**Given data:**
-------

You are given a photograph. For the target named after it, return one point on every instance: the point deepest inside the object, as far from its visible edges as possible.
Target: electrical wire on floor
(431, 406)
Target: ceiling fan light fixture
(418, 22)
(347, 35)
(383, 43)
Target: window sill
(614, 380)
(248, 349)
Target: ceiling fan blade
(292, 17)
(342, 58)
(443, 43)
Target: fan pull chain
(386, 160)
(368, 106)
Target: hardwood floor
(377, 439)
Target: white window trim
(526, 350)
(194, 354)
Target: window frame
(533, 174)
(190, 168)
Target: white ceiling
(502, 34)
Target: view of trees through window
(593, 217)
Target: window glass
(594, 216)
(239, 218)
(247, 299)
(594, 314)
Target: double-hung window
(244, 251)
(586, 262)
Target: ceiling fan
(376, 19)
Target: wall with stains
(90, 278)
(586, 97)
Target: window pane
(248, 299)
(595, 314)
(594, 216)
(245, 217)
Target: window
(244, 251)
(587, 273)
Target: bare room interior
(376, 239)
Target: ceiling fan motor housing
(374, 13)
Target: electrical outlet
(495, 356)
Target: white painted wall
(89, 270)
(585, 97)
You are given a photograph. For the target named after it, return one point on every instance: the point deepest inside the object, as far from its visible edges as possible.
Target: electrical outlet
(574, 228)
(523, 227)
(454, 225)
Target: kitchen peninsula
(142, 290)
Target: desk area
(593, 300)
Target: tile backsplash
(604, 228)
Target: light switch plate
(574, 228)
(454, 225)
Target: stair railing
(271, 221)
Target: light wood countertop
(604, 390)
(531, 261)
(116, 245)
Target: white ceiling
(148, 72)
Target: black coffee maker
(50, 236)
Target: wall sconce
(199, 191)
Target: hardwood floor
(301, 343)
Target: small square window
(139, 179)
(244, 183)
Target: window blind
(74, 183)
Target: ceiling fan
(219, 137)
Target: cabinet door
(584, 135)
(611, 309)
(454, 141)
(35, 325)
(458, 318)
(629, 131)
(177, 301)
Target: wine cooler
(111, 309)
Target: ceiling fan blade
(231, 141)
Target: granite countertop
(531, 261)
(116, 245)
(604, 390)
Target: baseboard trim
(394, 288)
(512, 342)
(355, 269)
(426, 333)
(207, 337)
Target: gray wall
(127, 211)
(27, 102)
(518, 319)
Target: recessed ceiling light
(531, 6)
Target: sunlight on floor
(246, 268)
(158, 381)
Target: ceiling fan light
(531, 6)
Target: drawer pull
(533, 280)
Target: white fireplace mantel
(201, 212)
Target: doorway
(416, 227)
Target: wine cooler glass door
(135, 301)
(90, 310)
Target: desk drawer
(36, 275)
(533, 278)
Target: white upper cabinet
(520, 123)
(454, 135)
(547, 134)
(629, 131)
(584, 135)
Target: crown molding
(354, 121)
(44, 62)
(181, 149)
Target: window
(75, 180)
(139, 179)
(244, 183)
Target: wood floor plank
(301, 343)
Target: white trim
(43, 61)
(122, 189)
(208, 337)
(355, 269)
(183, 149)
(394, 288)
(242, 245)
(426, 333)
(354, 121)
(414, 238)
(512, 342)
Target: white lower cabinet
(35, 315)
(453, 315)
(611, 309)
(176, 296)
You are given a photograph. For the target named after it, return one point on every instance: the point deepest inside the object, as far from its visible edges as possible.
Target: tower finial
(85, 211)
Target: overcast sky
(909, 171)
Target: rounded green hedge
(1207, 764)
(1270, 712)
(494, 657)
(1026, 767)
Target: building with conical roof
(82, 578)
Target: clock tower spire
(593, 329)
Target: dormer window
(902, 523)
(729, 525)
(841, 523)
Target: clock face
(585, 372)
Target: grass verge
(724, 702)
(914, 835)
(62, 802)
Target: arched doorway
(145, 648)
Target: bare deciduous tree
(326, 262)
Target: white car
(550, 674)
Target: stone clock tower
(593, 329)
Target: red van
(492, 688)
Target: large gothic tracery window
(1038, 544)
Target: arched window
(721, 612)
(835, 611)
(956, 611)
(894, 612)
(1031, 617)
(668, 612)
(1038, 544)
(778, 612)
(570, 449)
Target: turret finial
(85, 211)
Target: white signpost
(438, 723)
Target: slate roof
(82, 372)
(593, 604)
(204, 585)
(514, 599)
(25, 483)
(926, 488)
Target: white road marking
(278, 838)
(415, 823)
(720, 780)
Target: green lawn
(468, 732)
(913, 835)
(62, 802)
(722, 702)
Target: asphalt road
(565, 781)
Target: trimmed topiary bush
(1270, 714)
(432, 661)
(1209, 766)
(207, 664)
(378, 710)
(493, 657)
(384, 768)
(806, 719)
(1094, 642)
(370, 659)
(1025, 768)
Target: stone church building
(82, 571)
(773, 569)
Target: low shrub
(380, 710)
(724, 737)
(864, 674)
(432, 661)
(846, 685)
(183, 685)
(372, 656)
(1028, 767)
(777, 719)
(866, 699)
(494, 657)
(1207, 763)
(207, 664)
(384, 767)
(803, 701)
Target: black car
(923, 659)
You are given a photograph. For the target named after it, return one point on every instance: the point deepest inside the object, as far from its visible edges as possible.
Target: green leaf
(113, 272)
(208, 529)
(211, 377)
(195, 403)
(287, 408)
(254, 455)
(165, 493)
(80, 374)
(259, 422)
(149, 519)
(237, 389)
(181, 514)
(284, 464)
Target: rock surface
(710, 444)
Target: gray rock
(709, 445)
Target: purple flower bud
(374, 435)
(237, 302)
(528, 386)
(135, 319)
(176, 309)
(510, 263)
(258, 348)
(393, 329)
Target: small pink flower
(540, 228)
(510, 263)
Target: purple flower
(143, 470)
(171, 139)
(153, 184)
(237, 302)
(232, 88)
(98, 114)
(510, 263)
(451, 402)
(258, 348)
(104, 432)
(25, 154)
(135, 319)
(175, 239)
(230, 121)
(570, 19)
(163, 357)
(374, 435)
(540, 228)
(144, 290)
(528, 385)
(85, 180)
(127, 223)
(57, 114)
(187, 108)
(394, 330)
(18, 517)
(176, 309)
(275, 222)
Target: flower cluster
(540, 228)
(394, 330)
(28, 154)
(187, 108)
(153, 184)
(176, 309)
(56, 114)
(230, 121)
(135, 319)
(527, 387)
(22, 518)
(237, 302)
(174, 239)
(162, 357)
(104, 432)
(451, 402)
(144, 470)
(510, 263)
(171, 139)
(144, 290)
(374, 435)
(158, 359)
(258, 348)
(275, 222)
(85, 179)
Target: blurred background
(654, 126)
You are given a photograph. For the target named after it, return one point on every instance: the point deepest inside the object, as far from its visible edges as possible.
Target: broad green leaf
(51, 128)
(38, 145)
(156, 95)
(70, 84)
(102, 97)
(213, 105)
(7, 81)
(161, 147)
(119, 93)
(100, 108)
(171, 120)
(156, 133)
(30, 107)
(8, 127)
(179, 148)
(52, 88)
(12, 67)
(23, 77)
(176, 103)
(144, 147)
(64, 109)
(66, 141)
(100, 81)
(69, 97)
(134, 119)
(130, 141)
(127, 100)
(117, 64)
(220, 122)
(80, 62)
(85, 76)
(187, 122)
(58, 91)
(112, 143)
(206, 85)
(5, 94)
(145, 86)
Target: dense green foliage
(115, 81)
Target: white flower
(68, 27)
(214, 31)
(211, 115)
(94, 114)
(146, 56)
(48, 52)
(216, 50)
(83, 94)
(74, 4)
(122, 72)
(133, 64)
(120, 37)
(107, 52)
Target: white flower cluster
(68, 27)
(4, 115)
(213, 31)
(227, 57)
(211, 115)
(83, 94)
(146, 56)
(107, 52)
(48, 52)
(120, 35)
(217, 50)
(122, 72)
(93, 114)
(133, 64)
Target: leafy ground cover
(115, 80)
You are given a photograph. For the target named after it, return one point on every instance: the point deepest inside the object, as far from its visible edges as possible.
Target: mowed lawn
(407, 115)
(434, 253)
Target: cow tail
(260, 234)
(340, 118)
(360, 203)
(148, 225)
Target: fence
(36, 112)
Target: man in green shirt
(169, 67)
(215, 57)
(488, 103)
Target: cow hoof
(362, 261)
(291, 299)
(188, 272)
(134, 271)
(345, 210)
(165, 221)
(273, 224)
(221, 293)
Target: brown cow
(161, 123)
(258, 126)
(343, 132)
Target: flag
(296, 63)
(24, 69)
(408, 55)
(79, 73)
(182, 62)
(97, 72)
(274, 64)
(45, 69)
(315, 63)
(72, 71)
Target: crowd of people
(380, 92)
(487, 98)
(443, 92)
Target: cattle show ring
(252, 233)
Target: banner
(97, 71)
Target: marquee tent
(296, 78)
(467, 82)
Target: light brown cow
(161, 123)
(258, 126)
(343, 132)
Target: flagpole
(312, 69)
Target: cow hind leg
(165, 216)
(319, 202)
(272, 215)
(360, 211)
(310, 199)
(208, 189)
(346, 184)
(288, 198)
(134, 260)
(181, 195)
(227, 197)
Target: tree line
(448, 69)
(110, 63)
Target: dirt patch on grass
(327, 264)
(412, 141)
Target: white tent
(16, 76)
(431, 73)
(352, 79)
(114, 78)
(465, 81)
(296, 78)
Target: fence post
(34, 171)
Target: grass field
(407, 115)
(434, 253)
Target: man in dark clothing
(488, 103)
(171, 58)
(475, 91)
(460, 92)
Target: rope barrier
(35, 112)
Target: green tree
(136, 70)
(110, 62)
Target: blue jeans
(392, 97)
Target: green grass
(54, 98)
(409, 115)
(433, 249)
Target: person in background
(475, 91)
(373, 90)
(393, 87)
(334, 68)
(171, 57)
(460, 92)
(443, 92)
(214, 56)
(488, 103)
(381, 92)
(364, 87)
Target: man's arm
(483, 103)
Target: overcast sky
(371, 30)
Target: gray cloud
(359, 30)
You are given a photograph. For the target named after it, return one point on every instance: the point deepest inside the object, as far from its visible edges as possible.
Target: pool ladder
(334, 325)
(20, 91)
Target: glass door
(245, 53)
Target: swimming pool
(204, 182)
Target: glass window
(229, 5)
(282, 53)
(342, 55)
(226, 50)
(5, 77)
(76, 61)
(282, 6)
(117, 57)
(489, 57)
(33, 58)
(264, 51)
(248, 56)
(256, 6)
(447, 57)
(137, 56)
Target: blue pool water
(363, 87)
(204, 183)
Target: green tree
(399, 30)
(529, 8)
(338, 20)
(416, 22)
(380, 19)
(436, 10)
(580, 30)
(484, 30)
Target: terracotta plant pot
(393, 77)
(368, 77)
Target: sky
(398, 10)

-------

Swap "hedge" for "shrub" in the lines of the records running from the line with "Target: sunlight on floor" up to and including the line with "(1026, 767)". Give back only those lines, with everything else left as it is.

**Final answer:**
Target: sunlight on floor
(246, 268)
(158, 381)
Target: ceiling fan light
(531, 6)
Target: drawer pull
(533, 280)
Target: white fireplace mantel
(201, 212)
Target: doorway
(416, 227)
Target: wine cooler glass door
(135, 301)
(90, 310)
Target: desk drawer
(36, 275)
(533, 278)
Target: white upper cabinet
(520, 123)
(454, 135)
(547, 134)
(629, 131)
(584, 135)
Target: crown molding
(354, 121)
(44, 62)
(181, 149)
Target: window
(75, 180)
(139, 179)
(244, 183)
Target: wood floor plank
(301, 343)
Target: white trim
(43, 61)
(122, 189)
(208, 337)
(355, 269)
(183, 149)
(394, 288)
(242, 245)
(426, 333)
(354, 121)
(414, 238)
(512, 342)
Target: white lower cabinet
(35, 315)
(453, 315)
(611, 309)
(176, 296)
You are given a photograph. For the target named after it, return one point on every instance: the point deepest inside the object, as far from its visible edges as possible.
Target: tower finial
(85, 211)
Target: overcast sky
(909, 171)
Target: rounded green shrub
(1207, 764)
(1270, 712)
(494, 657)
(1026, 767)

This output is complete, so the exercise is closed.